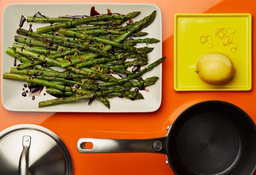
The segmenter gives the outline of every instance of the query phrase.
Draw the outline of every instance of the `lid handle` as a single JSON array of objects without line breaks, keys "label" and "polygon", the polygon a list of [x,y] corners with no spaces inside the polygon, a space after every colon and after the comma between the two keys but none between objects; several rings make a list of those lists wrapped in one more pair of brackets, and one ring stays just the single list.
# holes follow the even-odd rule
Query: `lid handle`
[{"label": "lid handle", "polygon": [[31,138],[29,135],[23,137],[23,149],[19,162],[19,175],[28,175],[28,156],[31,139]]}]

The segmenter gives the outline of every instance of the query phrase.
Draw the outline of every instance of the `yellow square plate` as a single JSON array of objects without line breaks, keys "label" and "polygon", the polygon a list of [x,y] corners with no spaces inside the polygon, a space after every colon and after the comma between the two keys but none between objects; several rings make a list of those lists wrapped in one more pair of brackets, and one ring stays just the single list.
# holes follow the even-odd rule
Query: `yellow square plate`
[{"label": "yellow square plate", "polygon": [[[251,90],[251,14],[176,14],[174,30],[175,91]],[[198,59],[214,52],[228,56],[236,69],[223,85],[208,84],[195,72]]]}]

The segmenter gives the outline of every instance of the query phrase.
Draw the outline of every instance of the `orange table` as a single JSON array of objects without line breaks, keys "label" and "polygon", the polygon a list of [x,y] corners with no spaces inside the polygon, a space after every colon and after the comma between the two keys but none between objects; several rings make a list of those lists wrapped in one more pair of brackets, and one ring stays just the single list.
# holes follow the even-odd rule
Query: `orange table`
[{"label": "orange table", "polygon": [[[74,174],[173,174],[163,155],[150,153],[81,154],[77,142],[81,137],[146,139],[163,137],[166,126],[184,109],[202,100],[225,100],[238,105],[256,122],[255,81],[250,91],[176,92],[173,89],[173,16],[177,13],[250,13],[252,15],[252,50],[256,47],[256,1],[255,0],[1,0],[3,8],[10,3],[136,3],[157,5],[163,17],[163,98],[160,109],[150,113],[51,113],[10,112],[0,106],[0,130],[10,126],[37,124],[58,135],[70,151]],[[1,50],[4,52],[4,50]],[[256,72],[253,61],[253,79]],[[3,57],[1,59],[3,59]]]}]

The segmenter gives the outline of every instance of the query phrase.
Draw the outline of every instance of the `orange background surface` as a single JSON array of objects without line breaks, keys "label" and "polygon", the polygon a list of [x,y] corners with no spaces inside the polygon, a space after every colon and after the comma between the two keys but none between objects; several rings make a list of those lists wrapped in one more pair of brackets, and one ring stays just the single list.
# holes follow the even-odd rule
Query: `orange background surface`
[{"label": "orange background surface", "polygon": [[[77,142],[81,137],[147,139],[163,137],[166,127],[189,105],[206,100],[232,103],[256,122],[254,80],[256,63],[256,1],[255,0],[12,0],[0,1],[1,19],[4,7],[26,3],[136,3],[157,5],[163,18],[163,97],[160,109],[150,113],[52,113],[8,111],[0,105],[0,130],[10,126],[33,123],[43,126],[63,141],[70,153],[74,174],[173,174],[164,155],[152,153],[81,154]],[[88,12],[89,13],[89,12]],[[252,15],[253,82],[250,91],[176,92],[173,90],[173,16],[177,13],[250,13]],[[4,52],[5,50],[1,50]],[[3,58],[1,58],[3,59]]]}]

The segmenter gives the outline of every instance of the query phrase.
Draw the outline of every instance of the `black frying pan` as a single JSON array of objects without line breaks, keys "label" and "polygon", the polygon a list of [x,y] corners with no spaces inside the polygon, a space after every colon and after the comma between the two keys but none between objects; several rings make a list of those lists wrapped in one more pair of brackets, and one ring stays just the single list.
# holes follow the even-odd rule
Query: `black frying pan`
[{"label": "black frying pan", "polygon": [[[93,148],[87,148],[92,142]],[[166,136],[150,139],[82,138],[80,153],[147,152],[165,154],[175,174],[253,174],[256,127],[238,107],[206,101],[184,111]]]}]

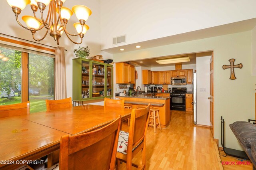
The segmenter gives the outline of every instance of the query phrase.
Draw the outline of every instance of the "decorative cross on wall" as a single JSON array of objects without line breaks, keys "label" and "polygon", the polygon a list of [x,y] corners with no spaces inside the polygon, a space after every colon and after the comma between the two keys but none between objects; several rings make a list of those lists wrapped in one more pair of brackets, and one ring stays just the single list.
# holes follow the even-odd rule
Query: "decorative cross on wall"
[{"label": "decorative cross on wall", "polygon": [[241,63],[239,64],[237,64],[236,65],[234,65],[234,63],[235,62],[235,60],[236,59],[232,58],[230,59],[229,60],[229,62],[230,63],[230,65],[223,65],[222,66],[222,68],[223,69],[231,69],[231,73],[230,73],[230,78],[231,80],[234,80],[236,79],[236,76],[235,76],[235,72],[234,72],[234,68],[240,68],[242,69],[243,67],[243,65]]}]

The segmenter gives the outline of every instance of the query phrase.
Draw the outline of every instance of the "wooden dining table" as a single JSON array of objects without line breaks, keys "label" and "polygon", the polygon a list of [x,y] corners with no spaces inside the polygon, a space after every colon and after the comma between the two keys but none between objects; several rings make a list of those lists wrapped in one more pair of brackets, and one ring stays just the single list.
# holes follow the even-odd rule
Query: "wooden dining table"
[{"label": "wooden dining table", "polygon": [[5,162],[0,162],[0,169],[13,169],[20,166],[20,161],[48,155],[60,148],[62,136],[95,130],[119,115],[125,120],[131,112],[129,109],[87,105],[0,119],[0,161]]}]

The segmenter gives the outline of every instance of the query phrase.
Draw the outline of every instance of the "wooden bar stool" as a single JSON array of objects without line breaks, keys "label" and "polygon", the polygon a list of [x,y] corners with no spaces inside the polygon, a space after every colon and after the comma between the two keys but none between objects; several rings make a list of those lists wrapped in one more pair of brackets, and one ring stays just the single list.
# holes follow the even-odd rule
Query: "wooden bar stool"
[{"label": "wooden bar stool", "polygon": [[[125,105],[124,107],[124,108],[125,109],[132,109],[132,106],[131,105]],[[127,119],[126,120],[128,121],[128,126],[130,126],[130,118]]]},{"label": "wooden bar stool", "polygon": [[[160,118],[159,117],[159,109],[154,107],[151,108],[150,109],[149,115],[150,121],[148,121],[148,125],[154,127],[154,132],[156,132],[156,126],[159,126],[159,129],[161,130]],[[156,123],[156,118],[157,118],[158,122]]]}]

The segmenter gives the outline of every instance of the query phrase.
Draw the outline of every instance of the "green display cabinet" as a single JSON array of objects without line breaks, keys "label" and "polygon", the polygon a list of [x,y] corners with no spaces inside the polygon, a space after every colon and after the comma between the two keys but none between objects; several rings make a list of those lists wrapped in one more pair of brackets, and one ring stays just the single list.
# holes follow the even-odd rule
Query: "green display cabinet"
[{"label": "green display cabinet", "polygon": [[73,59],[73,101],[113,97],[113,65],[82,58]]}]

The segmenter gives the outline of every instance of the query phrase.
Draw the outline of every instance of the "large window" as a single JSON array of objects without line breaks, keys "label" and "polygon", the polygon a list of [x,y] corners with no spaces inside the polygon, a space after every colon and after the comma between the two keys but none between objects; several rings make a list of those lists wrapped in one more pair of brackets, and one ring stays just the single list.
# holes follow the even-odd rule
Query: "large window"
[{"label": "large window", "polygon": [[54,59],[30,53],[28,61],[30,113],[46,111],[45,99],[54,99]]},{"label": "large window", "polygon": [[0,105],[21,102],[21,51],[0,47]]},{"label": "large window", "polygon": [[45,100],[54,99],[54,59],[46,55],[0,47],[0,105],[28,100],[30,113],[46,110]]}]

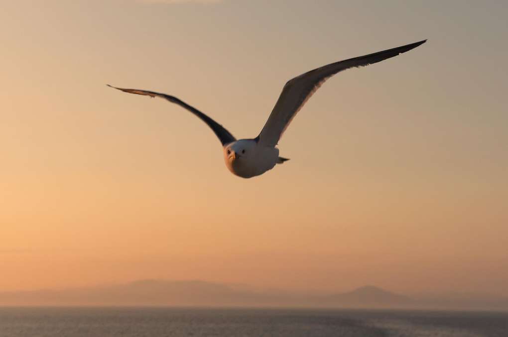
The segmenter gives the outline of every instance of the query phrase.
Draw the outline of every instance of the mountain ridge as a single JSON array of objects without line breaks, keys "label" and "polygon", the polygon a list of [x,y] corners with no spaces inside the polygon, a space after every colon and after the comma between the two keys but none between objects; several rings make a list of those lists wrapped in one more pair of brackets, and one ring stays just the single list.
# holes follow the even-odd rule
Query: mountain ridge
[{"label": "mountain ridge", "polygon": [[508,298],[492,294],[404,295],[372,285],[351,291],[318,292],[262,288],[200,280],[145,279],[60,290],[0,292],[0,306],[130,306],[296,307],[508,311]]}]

***

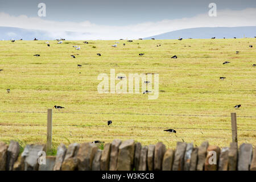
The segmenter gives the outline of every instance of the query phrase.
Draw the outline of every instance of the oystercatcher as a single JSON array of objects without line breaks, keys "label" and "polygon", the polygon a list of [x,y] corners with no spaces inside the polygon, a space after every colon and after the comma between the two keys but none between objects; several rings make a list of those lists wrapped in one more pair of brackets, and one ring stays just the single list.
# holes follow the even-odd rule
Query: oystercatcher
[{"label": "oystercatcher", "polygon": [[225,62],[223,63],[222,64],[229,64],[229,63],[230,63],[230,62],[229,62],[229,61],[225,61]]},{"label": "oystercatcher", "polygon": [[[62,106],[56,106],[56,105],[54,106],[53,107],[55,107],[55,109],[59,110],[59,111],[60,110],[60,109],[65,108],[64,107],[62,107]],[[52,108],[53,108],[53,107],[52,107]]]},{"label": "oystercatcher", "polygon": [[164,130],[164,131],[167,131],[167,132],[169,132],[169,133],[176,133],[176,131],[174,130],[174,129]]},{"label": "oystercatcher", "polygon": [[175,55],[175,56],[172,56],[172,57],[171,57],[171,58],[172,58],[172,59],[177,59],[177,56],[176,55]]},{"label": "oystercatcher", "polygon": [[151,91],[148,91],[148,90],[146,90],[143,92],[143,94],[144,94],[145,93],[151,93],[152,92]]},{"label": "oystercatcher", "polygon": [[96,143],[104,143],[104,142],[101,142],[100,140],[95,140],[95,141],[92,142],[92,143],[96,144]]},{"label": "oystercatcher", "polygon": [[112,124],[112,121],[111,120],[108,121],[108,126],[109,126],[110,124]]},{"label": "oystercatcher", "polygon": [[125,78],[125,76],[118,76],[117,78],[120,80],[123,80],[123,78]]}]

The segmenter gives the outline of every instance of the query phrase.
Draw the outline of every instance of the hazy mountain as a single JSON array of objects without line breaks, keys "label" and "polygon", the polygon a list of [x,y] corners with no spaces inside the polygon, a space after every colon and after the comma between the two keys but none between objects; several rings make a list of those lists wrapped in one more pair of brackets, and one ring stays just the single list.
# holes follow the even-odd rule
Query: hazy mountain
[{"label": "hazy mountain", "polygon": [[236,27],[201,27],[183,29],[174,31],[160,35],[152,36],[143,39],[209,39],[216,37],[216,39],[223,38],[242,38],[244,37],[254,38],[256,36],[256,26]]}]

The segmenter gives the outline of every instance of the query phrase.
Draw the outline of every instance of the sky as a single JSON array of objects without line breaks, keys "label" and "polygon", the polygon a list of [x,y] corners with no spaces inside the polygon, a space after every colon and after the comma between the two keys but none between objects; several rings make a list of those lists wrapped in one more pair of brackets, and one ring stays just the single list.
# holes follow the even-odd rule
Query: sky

***

* **WORK TO DO**: Count the lines in the data above that contain the string "cabinet". Reply with the number alone.

* **RESULT**: 3